— START Data —
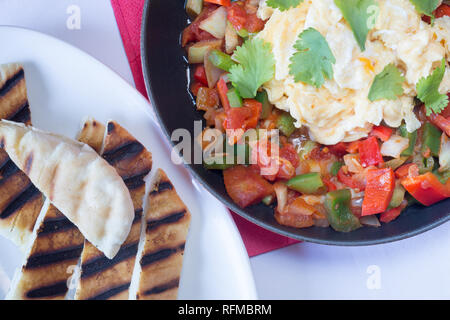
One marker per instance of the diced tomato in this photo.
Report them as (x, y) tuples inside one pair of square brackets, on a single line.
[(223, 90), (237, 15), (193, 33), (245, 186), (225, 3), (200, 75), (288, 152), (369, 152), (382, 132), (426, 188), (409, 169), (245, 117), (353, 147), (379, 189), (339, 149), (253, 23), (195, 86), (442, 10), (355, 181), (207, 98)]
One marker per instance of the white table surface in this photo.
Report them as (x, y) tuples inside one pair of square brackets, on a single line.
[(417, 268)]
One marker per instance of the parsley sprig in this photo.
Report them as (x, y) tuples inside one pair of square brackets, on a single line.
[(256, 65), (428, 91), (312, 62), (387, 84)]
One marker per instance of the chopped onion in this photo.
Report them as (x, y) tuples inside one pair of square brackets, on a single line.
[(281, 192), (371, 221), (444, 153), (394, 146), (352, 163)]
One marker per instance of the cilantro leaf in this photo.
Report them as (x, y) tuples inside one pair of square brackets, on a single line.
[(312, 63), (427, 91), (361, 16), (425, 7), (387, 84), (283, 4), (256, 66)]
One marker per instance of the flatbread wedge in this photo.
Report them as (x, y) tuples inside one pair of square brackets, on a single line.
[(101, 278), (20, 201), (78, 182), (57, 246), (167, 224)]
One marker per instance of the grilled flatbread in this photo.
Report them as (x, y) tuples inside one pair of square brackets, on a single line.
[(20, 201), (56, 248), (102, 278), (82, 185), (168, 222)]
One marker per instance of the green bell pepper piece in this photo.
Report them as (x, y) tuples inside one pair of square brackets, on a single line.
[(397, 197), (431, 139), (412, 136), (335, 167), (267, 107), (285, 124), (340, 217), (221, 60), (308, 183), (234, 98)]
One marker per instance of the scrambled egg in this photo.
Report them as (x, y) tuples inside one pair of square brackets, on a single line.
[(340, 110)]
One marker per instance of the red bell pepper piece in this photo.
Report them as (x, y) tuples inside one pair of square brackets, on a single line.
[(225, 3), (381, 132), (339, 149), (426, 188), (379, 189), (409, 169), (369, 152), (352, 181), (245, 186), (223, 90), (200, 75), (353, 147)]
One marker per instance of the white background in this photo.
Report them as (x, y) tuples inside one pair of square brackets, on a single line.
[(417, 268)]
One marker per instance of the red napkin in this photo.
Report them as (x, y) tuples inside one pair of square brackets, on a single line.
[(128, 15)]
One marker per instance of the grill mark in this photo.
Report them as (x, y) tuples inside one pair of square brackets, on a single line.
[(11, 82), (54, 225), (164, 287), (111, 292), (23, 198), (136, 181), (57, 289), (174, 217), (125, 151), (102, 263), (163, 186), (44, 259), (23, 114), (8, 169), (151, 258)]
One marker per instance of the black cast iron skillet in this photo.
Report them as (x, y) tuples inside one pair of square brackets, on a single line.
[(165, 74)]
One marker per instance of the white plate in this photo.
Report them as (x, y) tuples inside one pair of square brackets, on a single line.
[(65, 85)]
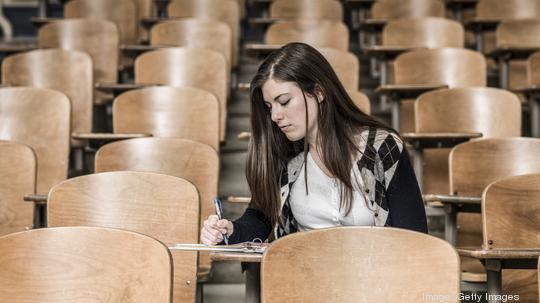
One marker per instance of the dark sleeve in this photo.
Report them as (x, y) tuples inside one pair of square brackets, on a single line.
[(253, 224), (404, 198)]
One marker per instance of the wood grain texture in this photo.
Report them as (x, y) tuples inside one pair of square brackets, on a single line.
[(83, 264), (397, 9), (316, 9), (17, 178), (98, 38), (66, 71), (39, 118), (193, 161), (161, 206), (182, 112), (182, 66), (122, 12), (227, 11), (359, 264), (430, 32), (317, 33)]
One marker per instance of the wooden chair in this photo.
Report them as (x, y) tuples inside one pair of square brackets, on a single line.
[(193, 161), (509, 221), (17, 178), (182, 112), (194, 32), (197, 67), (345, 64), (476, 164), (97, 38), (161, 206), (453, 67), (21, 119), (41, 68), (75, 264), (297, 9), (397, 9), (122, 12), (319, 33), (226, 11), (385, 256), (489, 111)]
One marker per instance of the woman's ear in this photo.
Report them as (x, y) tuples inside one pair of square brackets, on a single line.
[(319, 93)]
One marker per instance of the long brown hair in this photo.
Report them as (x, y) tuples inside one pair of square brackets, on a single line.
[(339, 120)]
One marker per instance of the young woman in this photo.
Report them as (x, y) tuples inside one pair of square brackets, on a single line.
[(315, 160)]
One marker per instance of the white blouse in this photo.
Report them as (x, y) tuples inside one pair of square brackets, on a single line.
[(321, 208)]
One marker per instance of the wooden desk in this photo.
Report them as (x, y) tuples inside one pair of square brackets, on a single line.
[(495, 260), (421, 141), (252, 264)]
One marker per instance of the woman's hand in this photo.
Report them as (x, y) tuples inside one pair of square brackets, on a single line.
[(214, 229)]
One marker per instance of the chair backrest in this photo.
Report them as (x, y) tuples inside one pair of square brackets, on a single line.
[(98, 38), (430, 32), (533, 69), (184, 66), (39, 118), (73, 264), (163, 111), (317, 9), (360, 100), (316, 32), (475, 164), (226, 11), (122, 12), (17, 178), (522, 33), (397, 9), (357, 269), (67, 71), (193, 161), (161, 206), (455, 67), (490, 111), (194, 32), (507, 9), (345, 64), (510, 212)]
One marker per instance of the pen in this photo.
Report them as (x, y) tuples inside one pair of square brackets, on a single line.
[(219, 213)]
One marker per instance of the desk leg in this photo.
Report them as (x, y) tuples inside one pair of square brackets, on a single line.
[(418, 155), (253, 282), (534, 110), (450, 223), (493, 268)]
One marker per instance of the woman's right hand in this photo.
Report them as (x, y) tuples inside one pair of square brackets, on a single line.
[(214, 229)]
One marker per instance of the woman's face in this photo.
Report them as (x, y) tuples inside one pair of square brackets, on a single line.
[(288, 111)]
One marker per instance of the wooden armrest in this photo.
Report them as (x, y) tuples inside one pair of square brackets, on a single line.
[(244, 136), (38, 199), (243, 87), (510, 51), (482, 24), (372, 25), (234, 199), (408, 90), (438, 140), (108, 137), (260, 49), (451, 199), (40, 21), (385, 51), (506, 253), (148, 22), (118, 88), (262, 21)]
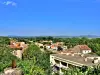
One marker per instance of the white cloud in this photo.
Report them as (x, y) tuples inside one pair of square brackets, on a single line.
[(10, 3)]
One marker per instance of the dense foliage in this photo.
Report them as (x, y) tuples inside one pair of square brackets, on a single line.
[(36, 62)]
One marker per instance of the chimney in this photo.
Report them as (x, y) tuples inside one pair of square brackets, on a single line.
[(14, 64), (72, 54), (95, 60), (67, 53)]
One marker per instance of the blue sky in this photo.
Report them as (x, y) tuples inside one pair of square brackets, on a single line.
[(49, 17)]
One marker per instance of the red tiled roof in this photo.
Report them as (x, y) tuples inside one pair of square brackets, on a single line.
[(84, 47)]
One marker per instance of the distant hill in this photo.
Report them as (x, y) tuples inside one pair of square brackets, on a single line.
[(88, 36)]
— END Data —
— START Data —
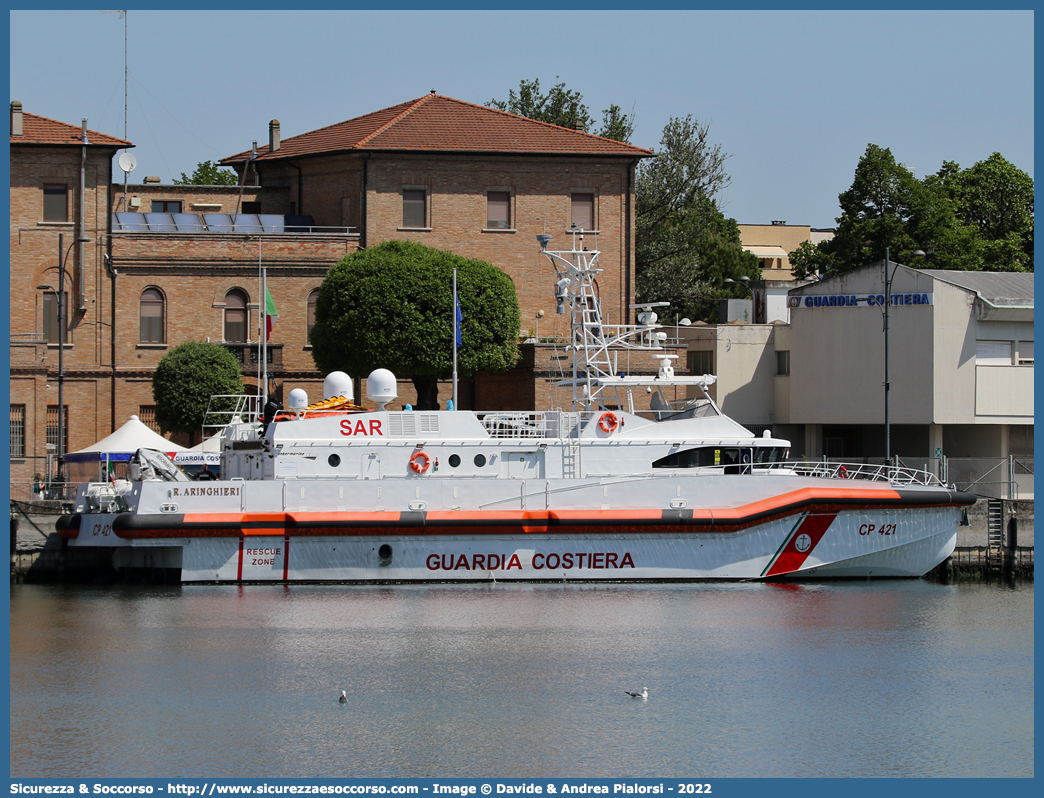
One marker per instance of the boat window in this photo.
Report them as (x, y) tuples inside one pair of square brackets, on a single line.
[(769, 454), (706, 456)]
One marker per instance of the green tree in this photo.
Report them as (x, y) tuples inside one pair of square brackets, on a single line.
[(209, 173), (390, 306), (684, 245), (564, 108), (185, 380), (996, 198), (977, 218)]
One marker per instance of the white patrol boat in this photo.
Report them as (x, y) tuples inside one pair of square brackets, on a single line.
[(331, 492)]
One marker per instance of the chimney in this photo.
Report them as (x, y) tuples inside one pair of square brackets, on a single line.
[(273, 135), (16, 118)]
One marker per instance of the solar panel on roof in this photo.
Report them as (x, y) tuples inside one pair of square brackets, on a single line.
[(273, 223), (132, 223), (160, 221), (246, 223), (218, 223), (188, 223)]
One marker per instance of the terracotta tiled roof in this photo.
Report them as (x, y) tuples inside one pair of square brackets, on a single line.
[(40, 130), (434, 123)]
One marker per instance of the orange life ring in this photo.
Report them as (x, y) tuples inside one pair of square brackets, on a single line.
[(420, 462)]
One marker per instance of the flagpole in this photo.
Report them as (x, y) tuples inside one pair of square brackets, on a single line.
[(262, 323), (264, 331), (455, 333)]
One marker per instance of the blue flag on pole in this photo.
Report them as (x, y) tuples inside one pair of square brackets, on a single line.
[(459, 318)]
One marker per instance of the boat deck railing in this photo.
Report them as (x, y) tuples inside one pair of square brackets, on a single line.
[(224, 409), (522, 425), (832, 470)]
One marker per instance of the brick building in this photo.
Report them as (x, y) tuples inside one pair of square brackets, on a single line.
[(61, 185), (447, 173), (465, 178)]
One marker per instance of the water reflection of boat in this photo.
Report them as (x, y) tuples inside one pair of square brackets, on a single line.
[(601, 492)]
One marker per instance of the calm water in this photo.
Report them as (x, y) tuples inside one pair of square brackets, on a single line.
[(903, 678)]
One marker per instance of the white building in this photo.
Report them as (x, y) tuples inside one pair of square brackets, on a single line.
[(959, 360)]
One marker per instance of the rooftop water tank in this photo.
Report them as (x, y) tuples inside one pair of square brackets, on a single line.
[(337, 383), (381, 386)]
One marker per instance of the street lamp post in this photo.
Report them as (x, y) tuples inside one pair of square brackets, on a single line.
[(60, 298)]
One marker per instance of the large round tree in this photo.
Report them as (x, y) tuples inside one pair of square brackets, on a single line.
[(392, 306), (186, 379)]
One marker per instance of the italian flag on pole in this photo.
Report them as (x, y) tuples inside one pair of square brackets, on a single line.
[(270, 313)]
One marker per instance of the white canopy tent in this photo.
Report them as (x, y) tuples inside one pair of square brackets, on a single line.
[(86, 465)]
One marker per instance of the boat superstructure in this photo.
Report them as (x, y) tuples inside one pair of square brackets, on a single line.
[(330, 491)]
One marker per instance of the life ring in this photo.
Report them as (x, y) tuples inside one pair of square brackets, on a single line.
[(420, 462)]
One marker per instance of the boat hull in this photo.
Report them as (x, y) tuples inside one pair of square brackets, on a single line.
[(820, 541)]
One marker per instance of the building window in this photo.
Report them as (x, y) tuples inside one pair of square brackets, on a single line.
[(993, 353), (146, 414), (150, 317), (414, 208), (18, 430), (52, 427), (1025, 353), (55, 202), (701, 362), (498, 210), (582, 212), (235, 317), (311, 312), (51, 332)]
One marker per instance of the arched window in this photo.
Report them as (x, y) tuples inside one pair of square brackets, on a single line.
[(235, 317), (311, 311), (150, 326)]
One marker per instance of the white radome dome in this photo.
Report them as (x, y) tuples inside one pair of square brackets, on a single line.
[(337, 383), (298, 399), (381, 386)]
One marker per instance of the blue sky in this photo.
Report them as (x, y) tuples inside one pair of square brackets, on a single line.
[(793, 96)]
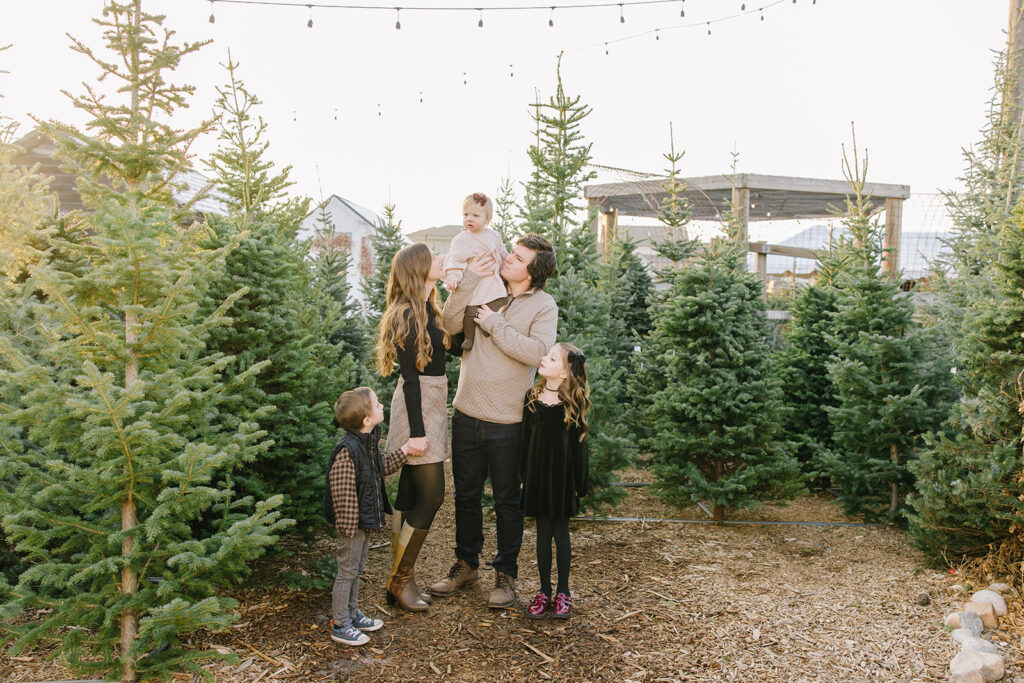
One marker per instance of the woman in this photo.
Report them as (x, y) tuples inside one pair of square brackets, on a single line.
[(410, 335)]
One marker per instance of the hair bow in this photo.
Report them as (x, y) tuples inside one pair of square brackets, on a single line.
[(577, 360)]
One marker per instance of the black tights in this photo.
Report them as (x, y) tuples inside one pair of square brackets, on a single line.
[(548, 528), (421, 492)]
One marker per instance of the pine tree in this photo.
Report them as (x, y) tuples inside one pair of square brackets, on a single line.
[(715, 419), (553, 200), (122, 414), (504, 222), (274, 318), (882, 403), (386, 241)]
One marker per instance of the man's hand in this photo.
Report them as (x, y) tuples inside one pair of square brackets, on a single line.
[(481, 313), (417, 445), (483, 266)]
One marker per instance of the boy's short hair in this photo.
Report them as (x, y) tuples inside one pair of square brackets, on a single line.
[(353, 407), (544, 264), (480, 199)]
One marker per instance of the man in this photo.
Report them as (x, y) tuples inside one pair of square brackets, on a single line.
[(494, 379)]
— END Data —
# [The problem]
Arrange the listing, from the line containing "One marker per instance of the diced" through the line containing "[(256, 65), (428, 91), (312, 62), (387, 84)]", as a two-column CSV with the headers instruction and response. Give one row per instruction, and put each value in a single quoted field with its line breaks replaced by spaces.

# [Answer]
instruction,response
"One marker per instance of the diced tomato in this photo. Report them as (x, y) tuples inside one pair of square brackets, on a single line.","[(223, 90), (237, 15), (193, 33), (245, 186), (225, 3), (200, 75), (288, 152), (369, 152), (382, 132), (426, 188), (409, 169), (245, 117), (353, 147), (379, 189), (339, 149), (253, 23), (195, 86), (442, 10), (355, 181), (207, 98)]"
"One marker per instance of the white table surface in this photo. Report them as (x, y) tuples inside one pair of square brackets, on a single line.","[(417, 268)]"
"One marker per instance of the parsley sprig in this photo. Report them as (x, y) tuples inside one pair of square brackets, on a single line.","[(256, 65), (428, 91), (312, 62), (387, 84)]"